(Work to complete):
How many of the lines below contain the word "each"? Reply with the number alone.

(Records provided):
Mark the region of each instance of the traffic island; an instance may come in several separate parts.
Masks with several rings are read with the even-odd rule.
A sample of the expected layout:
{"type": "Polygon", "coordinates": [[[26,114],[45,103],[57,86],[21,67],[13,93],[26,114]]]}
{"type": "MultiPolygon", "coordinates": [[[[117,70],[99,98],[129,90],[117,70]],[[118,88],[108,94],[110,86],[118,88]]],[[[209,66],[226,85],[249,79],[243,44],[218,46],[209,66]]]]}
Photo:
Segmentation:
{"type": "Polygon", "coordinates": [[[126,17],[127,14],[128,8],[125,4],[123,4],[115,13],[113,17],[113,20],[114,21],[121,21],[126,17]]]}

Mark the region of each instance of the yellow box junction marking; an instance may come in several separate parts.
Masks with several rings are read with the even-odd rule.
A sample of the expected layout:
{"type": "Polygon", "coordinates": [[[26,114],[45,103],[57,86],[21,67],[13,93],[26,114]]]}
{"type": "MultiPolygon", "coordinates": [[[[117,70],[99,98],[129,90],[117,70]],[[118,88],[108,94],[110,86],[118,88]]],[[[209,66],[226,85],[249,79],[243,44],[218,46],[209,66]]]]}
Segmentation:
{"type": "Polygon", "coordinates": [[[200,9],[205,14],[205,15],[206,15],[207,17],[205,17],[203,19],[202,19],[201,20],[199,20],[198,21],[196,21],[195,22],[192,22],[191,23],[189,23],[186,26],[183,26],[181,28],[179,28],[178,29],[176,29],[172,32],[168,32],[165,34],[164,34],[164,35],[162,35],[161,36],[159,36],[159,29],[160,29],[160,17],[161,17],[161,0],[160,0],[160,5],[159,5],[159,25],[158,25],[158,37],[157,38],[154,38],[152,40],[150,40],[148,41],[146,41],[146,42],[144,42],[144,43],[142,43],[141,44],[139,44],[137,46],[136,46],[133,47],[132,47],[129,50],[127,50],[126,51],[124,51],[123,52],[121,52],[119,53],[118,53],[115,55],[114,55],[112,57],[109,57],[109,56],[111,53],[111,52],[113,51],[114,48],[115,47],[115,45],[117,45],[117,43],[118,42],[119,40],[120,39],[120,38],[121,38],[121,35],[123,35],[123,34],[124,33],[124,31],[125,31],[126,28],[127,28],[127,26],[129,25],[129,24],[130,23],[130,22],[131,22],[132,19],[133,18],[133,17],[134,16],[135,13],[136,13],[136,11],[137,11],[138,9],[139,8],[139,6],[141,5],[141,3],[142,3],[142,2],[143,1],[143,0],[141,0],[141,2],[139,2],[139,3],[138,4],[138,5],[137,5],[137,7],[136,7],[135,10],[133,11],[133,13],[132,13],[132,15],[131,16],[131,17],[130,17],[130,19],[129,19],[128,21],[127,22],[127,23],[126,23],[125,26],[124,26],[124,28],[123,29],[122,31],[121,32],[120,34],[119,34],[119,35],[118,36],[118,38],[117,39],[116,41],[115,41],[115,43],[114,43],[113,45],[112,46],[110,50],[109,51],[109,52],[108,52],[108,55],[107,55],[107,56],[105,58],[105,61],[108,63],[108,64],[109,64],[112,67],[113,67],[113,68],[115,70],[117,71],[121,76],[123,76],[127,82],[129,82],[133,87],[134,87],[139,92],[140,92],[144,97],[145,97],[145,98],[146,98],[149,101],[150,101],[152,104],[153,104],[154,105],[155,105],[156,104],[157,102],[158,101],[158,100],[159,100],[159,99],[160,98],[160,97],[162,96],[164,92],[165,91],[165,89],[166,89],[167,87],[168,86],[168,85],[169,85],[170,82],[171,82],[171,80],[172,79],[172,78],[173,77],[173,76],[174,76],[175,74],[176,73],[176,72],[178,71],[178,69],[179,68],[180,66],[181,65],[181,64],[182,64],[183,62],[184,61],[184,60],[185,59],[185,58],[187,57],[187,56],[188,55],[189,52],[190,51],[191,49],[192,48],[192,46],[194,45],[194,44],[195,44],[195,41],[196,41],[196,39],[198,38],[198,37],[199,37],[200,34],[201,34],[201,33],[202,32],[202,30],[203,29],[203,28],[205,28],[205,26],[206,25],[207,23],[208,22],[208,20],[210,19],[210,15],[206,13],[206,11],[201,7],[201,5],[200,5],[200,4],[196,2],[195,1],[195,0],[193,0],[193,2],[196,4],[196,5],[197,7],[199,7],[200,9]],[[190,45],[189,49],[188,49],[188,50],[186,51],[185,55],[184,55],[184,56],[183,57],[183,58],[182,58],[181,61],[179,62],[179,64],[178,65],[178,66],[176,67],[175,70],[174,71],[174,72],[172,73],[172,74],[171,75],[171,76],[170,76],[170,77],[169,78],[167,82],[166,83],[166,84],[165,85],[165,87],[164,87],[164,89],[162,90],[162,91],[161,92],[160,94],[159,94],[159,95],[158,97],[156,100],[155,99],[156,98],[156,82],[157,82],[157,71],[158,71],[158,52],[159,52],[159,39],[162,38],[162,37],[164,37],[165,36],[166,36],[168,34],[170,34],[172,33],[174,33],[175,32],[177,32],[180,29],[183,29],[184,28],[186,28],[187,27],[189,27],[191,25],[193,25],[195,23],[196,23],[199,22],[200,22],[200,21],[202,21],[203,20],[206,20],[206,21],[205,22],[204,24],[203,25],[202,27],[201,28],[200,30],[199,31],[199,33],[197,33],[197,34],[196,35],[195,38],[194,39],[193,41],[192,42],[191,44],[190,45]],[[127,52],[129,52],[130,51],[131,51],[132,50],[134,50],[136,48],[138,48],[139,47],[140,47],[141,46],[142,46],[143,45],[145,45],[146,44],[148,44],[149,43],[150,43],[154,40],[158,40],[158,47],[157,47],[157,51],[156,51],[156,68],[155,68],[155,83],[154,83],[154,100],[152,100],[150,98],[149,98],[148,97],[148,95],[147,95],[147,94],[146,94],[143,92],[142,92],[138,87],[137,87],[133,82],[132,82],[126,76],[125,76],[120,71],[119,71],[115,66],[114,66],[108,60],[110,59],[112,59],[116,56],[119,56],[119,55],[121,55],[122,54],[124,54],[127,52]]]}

(Task solution):
2